- DIRECTION -
Extract and reproduce, without any change, the lines below, beginning with the line that contains "column base -> masks, every instance" and continuing through the final line.

- RECORD LIST -
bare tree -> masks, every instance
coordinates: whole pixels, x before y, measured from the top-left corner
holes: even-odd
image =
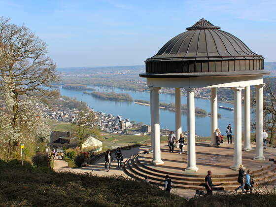
[[[24,25],[9,22],[0,17],[0,87],[9,80],[13,84],[12,126],[18,123],[21,111],[19,102],[28,96],[51,96],[56,92],[47,90],[58,79],[56,65],[47,56],[46,43]],[[19,143],[9,143],[9,150],[18,148]],[[13,147],[12,147],[13,146]]]
[[[269,143],[276,139],[276,87],[267,83],[265,87],[264,103],[264,127],[270,134]]]

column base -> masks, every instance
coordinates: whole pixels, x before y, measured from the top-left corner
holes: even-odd
[[[164,164],[164,162],[162,161],[162,160],[152,160],[151,161],[151,164],[154,165],[162,165],[163,164]]]
[[[240,166],[230,166],[229,168],[231,170],[233,170],[233,171],[239,171],[239,170],[240,170]],[[246,169],[245,167],[244,166],[243,166],[243,167],[242,168],[242,169],[245,170]]]
[[[253,160],[265,160],[265,157],[254,157],[254,158],[253,158]]]
[[[248,152],[248,151],[252,151],[252,150],[254,150],[254,149],[253,148],[243,148],[242,149],[242,151],[244,151],[245,152]]]
[[[184,171],[187,172],[196,172],[198,170],[198,168],[197,167],[193,167],[192,168],[188,168],[185,169]]]

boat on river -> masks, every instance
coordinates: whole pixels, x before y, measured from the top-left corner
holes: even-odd
[[[218,106],[218,107],[220,108],[222,108],[223,109],[229,110],[230,111],[233,111],[234,110],[233,108],[230,108],[230,107],[224,106],[223,105],[220,105],[219,106]]]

- COMPLETED TASK -
column base -> masks, every instance
coordinates: whole pixels, x before y, measured from the top-left corner
holes: even-odd
[[[164,164],[164,162],[162,161],[162,160],[152,160],[151,161],[151,164],[154,165],[162,165],[163,164]]]
[[[240,166],[230,166],[229,168],[231,170],[233,170],[233,171],[239,171],[239,170],[240,170]],[[246,169],[245,167],[244,166],[243,166],[243,167],[242,168],[242,169],[245,170]]]
[[[253,160],[265,160],[265,157],[254,157],[254,158],[253,158]]]
[[[248,152],[248,151],[252,151],[252,150],[254,150],[254,149],[253,148],[243,148],[242,149],[242,151],[244,151],[245,152]]]
[[[184,171],[187,172],[196,172],[198,170],[198,168],[197,167],[193,167],[192,168],[188,168],[185,169]]]

boat on river -> masks, every instance
coordinates: whole pixels, x before y, measured from the top-left corner
holes: even-odd
[[[218,106],[218,107],[220,108],[222,108],[223,109],[229,110],[230,111],[233,111],[234,110],[233,108],[230,108],[230,107],[224,106],[223,105],[220,105],[219,106]]]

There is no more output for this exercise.